Actividad:
Transcribe literalmente el pasaje del fragmento sobre la película El congreso que va desde "Inteligentemente inspirada en" hasta "de la película).", ambos incluidos.

Fragmento:
========================

Inteligentemente inspirada en la novela de Stanislaw Lem Congreso de futurología (1971), sustituyendo la sátira negra acerca de un futuro obsesionado con la seguridad y las drogas por otra en la que el cine acaba literalmente convertido en una droga. En ambos casos se trata de forzar los límites de lo posible hasta conseguir que seamos incapaces de distinguir --gracias a un plausible desarrollo tecnológico-- entre realidad y ficción (animada en el caso de la película).
El congreso (2013) arranca con una premisa que es una posibilidad a un paso de convertirse en realidad: los grandes estudios de cine ofrecen a sus estrellas consagradas la oportunidad de escanear todos sus movimientos y expresiones para --a cambio de no actuar nunca más-- hacer con ellos infinidad de películas usando su imagen digital, que permanecerá eternamente joven gracias a la tecnología. No se trata sólo del sueño de cualquier gran estudio (un personaje que se mantiene inalterable en su aspecto, que no cobra ni se queja e interpreta cuantos guiones le ponen por delante) sino una tentación difícilmente desdeñable para los actores: poder perdurar más allá de su tiempo biológico, lucir perfectos en la pantalla, incluso librarse de la agotadora labor de promoción de cada estreno (puesto que hasta las entrevistas se generan digitalmente).

========================

Datos del ejercicio:
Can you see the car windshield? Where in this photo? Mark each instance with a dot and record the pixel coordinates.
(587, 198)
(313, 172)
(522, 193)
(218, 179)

========================

Solución desarrollada:
Inteligentemente inspirada en la novela de Stanislaw Lem Congreso de futurología (1971), sustituyendo la sátira negra acerca de un futuro obsesionado con la seguridad y las drogas por otra en la que el cine acaba literalmente convertido en una droga. En ambos casos se trata de forzar los límites de lo posible hasta conseguir que seamos incapaces de distinguir --gracias a un plausible desarrollo tecnológico-- entre realidad y ficción (animada en el caso de la película).